Written task 1 ▸
Quote the entries from their beginning through the line containing "33,170,598,350", inclusive, without reproducing any of the pictures.

Text passage ▸
— Begin —
The Bitburg Reservoir () is a flood retention basin on the River Prüm in Biersdorf am See and Wiersdorf in the Eifel mountains of Germany. It is about 12 kilometres northwest of the town of Bitburg and not far from the city of Trier in the state of Rhineland-Palatinate. 

The dam, a 15-metre-high earth dam, was built by the Zweckverband Stausee Bitburg for flood protection at a spot where the narrow and deeply incised valley of the Prüm opened into a valley bowl, that used to be constantly in danger of flooding. The roughly 2-kilometre-long and up to nine-metre-deep reservoir allows the regulation of low water levels, enables the generation of electricity, and offers a place of recreation, making it a popular destination and tourist centre in the South Eifel. Around the lake there is a five-kilometre-long circular path and many other good hiking trails, some of which are lit at night. The hiking network of the German-Luxembourg Nature Park starts here.
— End —
Input data ▸
— Begin —
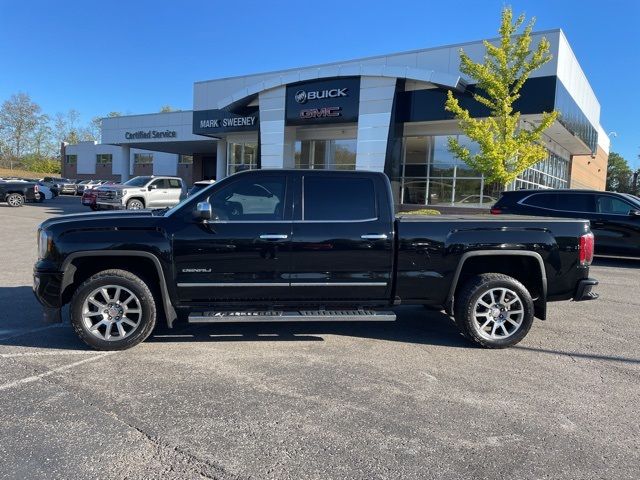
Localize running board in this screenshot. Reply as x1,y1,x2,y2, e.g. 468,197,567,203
189,310,396,323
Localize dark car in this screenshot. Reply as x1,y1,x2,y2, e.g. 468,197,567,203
0,180,38,207
491,190,640,257
33,170,598,350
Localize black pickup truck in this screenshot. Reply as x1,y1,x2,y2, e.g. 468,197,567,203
33,170,597,350
0,180,38,207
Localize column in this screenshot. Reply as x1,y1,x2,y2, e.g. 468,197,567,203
120,145,131,183
356,77,396,172
216,138,227,181
259,87,290,168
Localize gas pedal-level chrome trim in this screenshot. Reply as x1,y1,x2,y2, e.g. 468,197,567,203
178,282,387,287
360,233,388,240
189,310,396,323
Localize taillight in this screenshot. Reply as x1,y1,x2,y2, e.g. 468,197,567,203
578,233,595,265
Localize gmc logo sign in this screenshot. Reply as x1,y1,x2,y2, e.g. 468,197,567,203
300,107,341,119
294,88,349,103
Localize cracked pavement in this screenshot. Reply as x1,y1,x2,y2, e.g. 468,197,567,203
0,198,640,479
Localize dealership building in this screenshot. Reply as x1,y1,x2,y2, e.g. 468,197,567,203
63,30,609,206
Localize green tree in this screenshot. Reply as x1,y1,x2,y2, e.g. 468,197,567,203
445,7,558,186
0,93,41,170
606,152,633,193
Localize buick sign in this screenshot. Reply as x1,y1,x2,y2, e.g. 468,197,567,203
294,88,349,103
286,77,360,125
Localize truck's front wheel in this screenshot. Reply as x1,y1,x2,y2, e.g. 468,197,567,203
70,270,156,350
454,273,534,348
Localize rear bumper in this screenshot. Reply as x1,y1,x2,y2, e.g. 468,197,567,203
573,278,598,302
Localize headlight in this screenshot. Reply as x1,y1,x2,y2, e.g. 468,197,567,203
38,230,53,260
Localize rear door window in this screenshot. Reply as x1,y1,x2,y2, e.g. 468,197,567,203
303,176,377,221
596,195,634,215
557,193,595,213
522,193,558,210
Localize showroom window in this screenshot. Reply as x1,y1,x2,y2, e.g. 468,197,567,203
295,138,357,170
394,135,569,208
227,142,258,176
96,153,113,165
133,153,153,165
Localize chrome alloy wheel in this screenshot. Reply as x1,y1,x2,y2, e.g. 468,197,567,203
82,285,142,342
7,193,24,207
473,287,524,340
127,200,144,210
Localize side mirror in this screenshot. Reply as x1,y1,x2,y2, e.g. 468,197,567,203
196,202,213,220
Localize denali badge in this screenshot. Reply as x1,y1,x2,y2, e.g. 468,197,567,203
293,88,349,103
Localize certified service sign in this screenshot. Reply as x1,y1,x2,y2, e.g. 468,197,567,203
286,77,360,125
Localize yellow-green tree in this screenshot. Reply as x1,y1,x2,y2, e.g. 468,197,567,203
445,7,558,185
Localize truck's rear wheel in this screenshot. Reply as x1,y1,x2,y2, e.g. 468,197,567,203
70,270,156,350
454,273,534,348
127,198,144,210
7,193,24,207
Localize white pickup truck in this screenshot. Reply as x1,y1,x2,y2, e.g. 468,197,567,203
96,176,186,210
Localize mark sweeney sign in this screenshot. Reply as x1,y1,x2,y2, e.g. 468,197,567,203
193,109,260,135
286,77,360,125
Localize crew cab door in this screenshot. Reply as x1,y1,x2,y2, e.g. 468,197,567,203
291,172,394,301
173,172,291,302
145,178,169,208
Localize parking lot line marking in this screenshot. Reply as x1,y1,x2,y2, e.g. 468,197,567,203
0,352,116,391
0,323,67,342
0,350,99,358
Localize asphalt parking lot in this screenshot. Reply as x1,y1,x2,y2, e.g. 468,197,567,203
0,197,640,479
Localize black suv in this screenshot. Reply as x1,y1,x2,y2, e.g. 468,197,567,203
491,190,640,257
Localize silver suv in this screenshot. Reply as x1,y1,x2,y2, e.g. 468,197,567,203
96,176,186,210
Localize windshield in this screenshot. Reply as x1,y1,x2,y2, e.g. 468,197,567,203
164,183,214,216
123,177,151,187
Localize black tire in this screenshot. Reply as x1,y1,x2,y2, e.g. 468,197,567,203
6,193,24,207
127,198,144,210
454,273,534,348
69,269,156,350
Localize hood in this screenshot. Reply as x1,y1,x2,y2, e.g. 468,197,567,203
40,210,162,228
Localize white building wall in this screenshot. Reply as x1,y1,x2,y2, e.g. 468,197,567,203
557,31,600,130
356,77,396,172
102,110,205,145
259,87,287,168
193,30,561,110
65,142,121,175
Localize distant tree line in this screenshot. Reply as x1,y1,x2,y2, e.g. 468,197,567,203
606,152,640,195
0,93,175,173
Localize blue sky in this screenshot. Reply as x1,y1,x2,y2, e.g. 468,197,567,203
0,0,640,166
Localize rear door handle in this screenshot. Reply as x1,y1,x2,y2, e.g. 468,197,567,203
260,233,289,240
360,233,387,240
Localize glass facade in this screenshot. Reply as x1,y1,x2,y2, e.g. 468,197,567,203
295,138,357,170
394,135,569,207
227,142,258,176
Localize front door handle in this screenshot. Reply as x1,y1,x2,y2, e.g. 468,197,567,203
260,233,289,240
360,233,387,240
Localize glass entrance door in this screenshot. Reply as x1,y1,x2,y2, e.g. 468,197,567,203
295,138,357,170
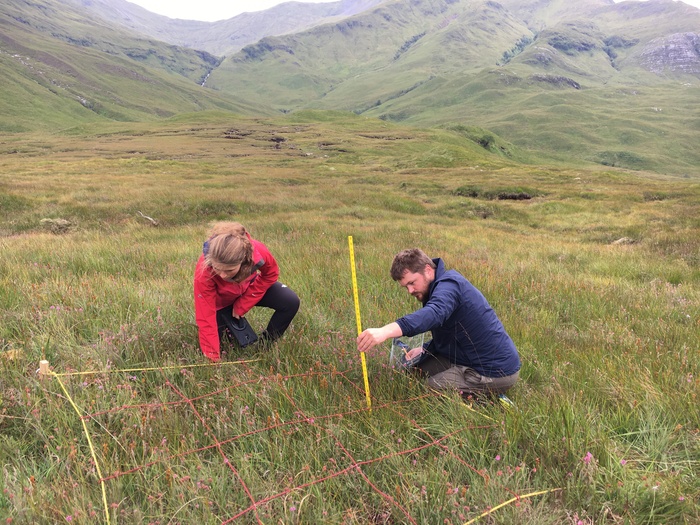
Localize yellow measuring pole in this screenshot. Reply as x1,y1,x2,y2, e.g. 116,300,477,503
348,235,372,410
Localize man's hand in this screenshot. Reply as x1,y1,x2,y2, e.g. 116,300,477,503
357,323,403,352
406,346,425,361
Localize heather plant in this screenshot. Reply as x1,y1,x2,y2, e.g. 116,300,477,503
0,113,700,525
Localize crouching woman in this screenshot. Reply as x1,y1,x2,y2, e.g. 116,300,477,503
194,222,299,362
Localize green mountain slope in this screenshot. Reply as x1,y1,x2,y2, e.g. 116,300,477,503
0,0,264,132
207,0,700,174
62,0,386,56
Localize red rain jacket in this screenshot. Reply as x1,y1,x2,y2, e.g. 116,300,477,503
194,235,280,360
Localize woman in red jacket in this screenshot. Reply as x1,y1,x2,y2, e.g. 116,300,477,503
194,222,299,361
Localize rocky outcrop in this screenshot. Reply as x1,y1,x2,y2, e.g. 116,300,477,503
640,33,700,75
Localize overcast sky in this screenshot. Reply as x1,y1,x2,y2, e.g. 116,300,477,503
128,0,700,22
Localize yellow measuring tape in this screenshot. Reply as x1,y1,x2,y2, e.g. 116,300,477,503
348,235,372,410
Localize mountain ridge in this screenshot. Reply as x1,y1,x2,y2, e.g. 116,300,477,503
0,0,700,175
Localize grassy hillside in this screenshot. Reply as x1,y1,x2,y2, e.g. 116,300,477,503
64,0,383,56
209,0,700,177
0,111,700,525
0,0,265,132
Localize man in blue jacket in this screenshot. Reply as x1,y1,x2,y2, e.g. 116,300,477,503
357,248,520,395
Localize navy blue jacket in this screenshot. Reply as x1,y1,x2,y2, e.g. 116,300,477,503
396,259,520,377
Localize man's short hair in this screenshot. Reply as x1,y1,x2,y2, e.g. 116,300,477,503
391,248,435,281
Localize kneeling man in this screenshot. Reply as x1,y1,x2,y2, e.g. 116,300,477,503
357,248,520,397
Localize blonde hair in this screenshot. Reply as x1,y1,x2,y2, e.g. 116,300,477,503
204,222,253,281
389,248,435,281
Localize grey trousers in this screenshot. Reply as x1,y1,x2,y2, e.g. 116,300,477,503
416,356,520,394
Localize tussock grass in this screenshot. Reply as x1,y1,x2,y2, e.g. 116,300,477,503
0,112,700,524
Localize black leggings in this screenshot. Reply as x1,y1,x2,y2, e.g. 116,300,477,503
216,281,300,341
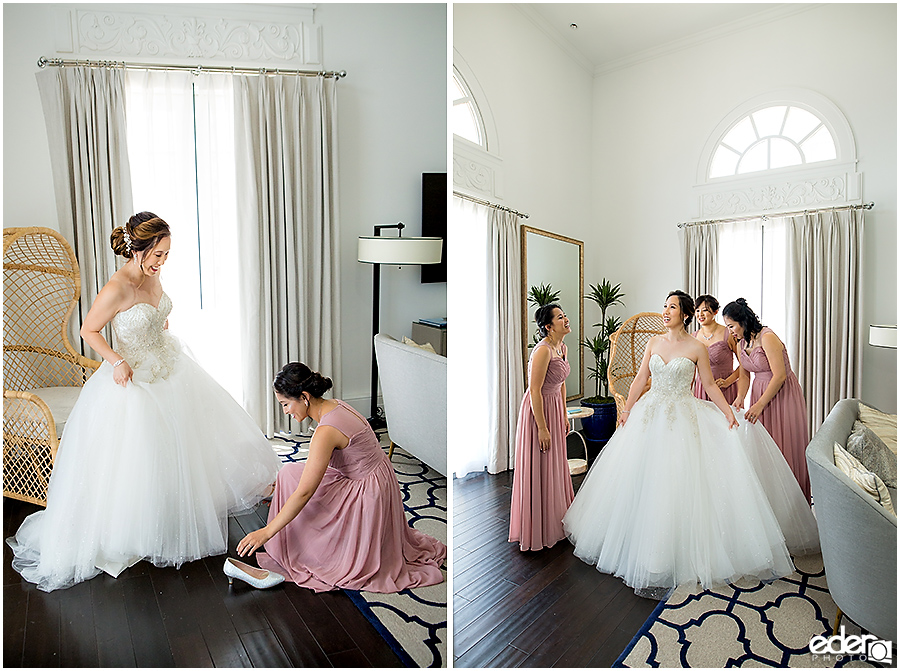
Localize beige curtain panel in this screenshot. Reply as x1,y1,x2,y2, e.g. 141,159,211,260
678,225,719,298
36,67,133,358
788,209,865,432
234,75,341,436
487,208,525,473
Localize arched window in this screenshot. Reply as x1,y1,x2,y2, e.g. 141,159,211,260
708,105,837,179
450,68,487,149
694,88,862,219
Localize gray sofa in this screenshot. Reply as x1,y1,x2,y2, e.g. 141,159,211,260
806,399,897,641
375,333,447,475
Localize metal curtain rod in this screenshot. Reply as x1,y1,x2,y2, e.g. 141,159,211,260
38,56,347,79
678,201,875,228
453,191,528,219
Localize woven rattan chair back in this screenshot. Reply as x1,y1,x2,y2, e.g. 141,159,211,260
3,228,100,505
606,312,666,415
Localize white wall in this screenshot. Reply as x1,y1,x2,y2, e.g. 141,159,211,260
584,4,897,411
450,3,600,394
3,3,447,407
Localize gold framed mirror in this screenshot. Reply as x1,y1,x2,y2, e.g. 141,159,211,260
521,226,584,401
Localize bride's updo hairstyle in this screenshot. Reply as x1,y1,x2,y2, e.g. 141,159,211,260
534,303,562,338
666,289,694,329
272,361,334,398
722,298,763,345
694,294,719,312
109,212,171,259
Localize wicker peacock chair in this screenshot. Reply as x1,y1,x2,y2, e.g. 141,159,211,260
606,312,666,415
3,228,100,506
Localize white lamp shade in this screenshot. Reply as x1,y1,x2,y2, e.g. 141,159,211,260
869,324,897,349
357,235,444,266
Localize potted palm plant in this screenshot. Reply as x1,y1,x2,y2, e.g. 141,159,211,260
581,278,625,451
528,284,559,349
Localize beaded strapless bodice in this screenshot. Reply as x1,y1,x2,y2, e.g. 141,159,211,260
112,292,181,382
650,354,696,396
634,354,701,435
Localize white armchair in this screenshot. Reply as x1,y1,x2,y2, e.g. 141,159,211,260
375,333,447,475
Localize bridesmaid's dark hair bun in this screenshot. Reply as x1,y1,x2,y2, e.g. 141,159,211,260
272,361,334,398
109,212,171,259
534,303,562,338
666,289,694,328
694,294,719,312
722,298,764,345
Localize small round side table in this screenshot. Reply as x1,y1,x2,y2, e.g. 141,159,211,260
566,406,594,475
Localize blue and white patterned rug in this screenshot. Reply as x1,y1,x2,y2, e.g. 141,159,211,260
613,554,881,668
269,432,447,667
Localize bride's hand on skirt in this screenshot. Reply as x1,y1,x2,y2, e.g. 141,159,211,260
744,403,763,424
113,361,134,387
237,527,274,557
725,408,740,429
538,429,550,452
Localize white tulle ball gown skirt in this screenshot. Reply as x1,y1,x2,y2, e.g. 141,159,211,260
563,355,819,598
7,296,279,591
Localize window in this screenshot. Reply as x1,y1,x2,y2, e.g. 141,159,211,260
716,217,788,339
709,105,837,179
125,70,242,403
450,70,487,148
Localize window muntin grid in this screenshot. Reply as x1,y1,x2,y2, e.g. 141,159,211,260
709,105,837,179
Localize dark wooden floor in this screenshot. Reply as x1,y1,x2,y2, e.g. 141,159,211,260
3,499,401,667
453,471,659,668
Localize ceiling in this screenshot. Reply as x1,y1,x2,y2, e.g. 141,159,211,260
517,2,816,75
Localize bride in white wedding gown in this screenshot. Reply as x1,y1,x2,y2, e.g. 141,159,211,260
563,292,819,599
7,212,280,592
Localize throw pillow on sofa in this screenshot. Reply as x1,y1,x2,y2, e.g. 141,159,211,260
403,336,437,354
847,420,897,489
859,403,897,454
834,443,897,516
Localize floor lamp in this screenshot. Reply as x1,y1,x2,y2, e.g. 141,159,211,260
357,223,444,429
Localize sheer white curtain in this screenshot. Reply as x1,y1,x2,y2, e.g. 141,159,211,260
487,208,524,473
714,219,797,361
126,70,243,401
785,209,865,431
448,197,524,477
36,67,133,358
234,75,341,436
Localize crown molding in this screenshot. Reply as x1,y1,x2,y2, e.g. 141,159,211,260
513,2,594,75
592,3,824,78
54,4,322,67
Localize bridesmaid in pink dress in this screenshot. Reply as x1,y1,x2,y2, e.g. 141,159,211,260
237,363,447,593
723,298,812,502
509,305,575,550
693,294,741,403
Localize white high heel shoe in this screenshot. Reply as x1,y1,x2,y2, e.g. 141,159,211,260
222,557,284,589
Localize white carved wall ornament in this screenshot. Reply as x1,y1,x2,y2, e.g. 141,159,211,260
700,175,853,217
453,155,494,196
57,6,321,67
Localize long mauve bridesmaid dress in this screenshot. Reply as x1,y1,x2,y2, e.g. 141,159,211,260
257,401,447,593
693,329,737,405
741,326,812,501
509,342,575,550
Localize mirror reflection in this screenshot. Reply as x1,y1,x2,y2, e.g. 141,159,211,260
522,226,584,401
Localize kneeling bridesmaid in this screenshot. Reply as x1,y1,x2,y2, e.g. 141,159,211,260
— End —
Written task 2 ▸
In the passage on the Bitburg Reservoir, rewrite the part between "The dam, a 15-metre-high" and "Park starts here.", inclusive, putting "loop trail" in place of "circular path".

Finished answer 1 ▸
Localize running board in this screenshot. Reply as x1,y1,x2,y2, e.g. 468,197,567,203
189,310,396,323
Localize dark car in this screenshot. Reply as x1,y1,x2,y2, e.g. 468,197,567,203
0,180,38,207
491,190,640,257
33,170,598,350

Finished answer 2 ▸
The dam, a 15-metre-high earth dam, was built by the Zweckverband Stausee Bitburg for flood protection at a spot where the narrow and deeply incised valley of the Prüm opened into a valley bowl, that used to be constantly in danger of flooding. The roughly 2-kilometre-long and up to nine-metre-deep reservoir allows the regulation of low water levels, enables the generation of electricity, and offers a place of recreation, making it a popular destination and tourist centre in the South Eifel. Around the lake there is a five-kilometre-long loop trail and many other good hiking trails, some of which are lit at night. The hiking network of the German-Luxembourg Nature Park starts here.